**TASK REQUIREMENTS**: Could you return the listing below exactly, with every line intact?

________

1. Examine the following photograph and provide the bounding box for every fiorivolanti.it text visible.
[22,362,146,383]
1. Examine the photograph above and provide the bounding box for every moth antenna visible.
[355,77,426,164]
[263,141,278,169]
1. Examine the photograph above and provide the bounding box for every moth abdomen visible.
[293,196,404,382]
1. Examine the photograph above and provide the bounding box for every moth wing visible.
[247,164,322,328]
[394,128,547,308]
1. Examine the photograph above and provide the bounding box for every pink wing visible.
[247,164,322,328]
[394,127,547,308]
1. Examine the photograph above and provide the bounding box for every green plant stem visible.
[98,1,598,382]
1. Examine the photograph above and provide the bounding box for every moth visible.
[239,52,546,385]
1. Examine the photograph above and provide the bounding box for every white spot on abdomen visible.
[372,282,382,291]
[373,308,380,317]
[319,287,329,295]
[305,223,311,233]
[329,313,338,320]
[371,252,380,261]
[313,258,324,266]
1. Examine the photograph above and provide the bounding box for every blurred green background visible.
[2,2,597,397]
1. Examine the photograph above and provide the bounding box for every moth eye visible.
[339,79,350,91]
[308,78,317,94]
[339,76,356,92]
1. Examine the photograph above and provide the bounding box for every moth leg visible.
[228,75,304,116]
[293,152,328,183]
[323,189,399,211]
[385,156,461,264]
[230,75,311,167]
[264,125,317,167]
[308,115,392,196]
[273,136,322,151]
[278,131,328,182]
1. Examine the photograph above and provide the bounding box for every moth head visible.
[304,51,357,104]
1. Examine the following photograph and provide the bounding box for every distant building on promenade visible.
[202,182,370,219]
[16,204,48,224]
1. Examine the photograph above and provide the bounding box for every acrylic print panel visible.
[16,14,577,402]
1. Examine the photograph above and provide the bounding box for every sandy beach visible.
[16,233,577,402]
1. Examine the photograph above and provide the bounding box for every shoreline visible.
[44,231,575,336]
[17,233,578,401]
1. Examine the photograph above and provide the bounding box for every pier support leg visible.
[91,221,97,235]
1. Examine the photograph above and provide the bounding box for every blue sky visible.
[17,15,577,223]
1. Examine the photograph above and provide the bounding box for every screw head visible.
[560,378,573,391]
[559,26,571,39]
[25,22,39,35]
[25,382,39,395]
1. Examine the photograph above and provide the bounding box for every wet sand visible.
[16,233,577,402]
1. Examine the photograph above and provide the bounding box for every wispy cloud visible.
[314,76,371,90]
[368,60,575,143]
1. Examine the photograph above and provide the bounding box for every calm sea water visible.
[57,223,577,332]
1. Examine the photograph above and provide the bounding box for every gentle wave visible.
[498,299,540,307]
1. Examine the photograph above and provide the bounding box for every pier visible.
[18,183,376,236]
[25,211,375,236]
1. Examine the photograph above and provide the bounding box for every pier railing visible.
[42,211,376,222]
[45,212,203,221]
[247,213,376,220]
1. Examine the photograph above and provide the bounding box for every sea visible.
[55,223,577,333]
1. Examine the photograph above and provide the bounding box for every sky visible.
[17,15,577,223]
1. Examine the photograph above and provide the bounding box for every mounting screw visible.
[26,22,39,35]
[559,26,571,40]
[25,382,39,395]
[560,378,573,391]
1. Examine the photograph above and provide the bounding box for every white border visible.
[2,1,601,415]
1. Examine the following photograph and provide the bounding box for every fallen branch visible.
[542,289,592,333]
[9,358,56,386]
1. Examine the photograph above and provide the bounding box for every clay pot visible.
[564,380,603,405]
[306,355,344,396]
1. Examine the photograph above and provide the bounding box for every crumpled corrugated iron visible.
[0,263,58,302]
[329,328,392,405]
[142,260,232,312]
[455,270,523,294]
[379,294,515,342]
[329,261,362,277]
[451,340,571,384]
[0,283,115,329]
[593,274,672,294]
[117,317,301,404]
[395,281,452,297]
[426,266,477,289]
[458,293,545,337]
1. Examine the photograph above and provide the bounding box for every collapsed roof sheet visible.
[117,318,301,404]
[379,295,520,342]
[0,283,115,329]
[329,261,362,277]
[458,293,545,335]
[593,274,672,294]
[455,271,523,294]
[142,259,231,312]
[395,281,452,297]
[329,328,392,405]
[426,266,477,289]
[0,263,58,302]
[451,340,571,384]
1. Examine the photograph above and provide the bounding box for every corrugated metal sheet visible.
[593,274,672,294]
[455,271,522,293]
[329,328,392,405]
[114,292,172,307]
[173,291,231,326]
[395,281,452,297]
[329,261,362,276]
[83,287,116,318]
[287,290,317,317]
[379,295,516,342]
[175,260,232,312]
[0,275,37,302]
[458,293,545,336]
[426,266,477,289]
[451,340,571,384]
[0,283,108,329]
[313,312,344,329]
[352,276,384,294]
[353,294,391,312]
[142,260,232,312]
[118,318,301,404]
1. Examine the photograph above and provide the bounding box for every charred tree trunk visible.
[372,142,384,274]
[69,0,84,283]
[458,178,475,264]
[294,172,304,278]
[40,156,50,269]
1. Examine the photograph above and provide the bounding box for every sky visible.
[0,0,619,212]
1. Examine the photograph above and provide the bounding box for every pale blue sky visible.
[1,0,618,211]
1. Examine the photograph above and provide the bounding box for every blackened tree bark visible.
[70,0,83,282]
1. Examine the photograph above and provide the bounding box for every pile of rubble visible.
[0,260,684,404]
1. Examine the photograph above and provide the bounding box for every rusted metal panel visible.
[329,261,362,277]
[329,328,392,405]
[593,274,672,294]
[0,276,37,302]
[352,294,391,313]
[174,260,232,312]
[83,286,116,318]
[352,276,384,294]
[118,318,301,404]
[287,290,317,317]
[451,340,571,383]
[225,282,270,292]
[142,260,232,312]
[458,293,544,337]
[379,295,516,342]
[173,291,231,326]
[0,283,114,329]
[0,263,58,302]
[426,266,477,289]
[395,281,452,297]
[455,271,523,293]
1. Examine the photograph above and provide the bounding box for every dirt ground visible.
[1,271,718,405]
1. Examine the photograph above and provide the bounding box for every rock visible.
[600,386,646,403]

________

**TASK RESPONSE**:
1. Examine the following photograph and provide the bounding box for every fiorivolanti.it text visible.
[22,362,146,383]
1. Examine the photograph above and provide the bounding box for every moth antenna visible.
[355,77,426,164]
[263,141,278,169]
1. Examine the photograph above and provide the bounding box for every moth abdomen visible.
[293,196,404,382]
1. Examine the photograph above and provide the bounding box for every moth wing visible.
[247,164,322,328]
[394,128,547,308]
1. Examine the photograph above and provide the bounding box for every pink wing visible.
[247,164,322,328]
[394,127,547,308]
1. Examine the photograph above and provide the bounding box for every green plant stem visible.
[98,1,598,382]
1. Examine the photograph above and provide the bounding box for every moth visible.
[239,52,546,385]
1. Examine the photograph above and provide the bounding box for every white spot on abdomen visible.
[372,282,382,291]
[373,308,380,317]
[319,287,329,295]
[305,223,311,233]
[329,313,338,320]
[371,252,380,261]
[313,258,324,266]
1. Examine the photograph above and provide the bounding box for every blurred green background visible.
[2,2,597,397]
1. Examine the photograph above and provide the bounding box for every moth eye visible.
[339,79,350,91]
[308,78,317,94]
[339,76,356,92]
1. Examine the photograph above and provide the bounding box for every moth leg visible.
[228,75,304,116]
[293,152,328,183]
[323,189,399,211]
[385,156,461,264]
[230,75,311,167]
[264,125,317,167]
[308,115,392,196]
[273,136,322,151]
[278,131,328,182]
1. Examine the photograph above and provide the bounding box for every moth head visible.
[304,51,357,104]
1. Examine the following photograph and provide the bounding box for every distant building on promenade visible.
[202,182,370,219]
[16,204,48,224]
1. Examine the photograph above and provide the bounding box for every acrylic print panel visible.
[16,14,577,402]
1. Examine the photograph above and provide the bounding box for every sandy beach visible.
[16,233,577,402]
1. Examine the photograph above and provide the bounding box for every shoreline visible.
[44,231,575,336]
[17,233,578,401]
1. Examine the photograph above and provide the bounding box for every pier support leg visible.
[91,221,97,235]
1. Examine the photograph above and provide the bounding box for every blue sky visible.
[17,15,577,223]
1. Examine the photograph above and provide the bounding box for every screw head visible.
[560,378,573,391]
[559,26,571,39]
[25,22,39,35]
[25,382,39,395]
1. Examine the photograph above and provide the bounding box for every wet sand visible.
[16,233,577,402]
1. Examine the photograph above and provide the bounding box for every wispy cloud visible.
[314,76,371,90]
[368,60,575,143]
1. Examine the photograph above and provide the bounding box for every calm sea water visible.
[57,223,577,332]
1. Examine the photograph above and provide the bounding box for every gentle wave visible.
[498,299,540,307]
1. Examine the photograph above and provide the bounding box for every pier visible.
[18,183,376,236]
[25,211,375,236]
1. Examine the photograph above and provide the bounding box for every pier railing visible.
[42,211,376,222]
[45,212,203,221]
[247,213,376,220]
1. Examine the photograph above and provide the bounding box for every sea visible.
[55,223,577,333]
1. Examine the photograph above and provide the bounding box for every sky visible.
[17,15,577,223]
1. Examine the photograph above and provide the bounding box for every mounting screw visible.
[26,22,39,35]
[559,26,571,40]
[25,382,39,395]
[560,378,573,391]
1. Examine the photograph above and provide the bounding box for every white border visible.
[2,1,601,415]
1. Examine the following photograph and provide the bounding box for every fallen branch visible.
[542,289,592,333]
[9,358,56,386]
1. Examine the photograph above and provide the bounding box for every clay pot visible.
[564,380,603,405]
[306,355,344,396]
1. Examine the photograph above and provide the bounding box for every crumpled corrugated iron visible.
[0,263,58,302]
[329,328,392,405]
[142,260,232,312]
[455,270,523,294]
[379,294,515,342]
[329,261,362,277]
[451,340,571,384]
[0,283,115,329]
[593,274,672,294]
[117,317,301,404]
[395,281,452,297]
[426,266,477,289]
[458,293,545,337]
1. Examine the photograph above and provide the bounding box for every collapsed roof sheet visible.
[117,318,301,404]
[379,295,520,342]
[0,283,115,329]
[329,261,362,277]
[458,293,545,335]
[593,274,672,294]
[455,271,523,294]
[142,259,231,312]
[395,281,452,297]
[329,328,392,405]
[426,266,477,289]
[0,263,58,302]
[451,340,571,384]
1. Examine the photograph above and provide the bounding box for every corrugated metal sheet visible.
[593,274,672,294]
[455,271,522,293]
[329,328,392,405]
[114,292,172,307]
[173,291,231,326]
[395,281,452,297]
[329,261,362,276]
[83,287,116,318]
[287,290,317,317]
[379,295,516,342]
[175,260,232,312]
[0,275,37,302]
[458,293,545,336]
[426,266,477,289]
[451,340,571,384]
[0,283,108,329]
[313,312,344,329]
[352,276,384,294]
[353,294,391,312]
[142,260,232,312]
[118,318,301,404]
1. Examine the photograph above and provide the bounding box for every charred tree trunk visible.
[372,142,384,274]
[69,0,84,283]
[458,178,475,264]
[294,172,304,278]
[40,156,50,269]
1. Examine the photograph above and provide the bounding box for every sky visible.
[0,0,619,212]
1. Examine the photograph above and provide the bounding box for every pale blue sky visible.
[1,0,618,211]
1. Examine the photograph above and provide the bounding box for every blackened tree bark visible.
[70,0,83,282]
1. Examine the photograph above and provide the bounding box for every pile of rubble visible.
[0,260,684,404]
1. Examine the photograph above and provide the bounding box for every rusted metal panel visible.
[329,261,362,277]
[329,328,392,405]
[593,274,672,294]
[0,276,37,302]
[352,294,391,313]
[174,260,232,312]
[83,286,116,318]
[352,276,384,294]
[118,318,301,404]
[287,290,317,317]
[451,340,571,383]
[225,282,270,292]
[142,260,232,312]
[458,293,544,337]
[379,295,516,342]
[173,291,231,326]
[0,283,114,329]
[0,263,58,302]
[426,266,477,289]
[395,281,452,297]
[455,271,523,293]
1. Examine the photograph above and provide the bounding box for every dirt ground visible.
[1,271,718,405]
1. Examine the photograph above and provide the bounding box for every rock visible.
[600,386,646,403]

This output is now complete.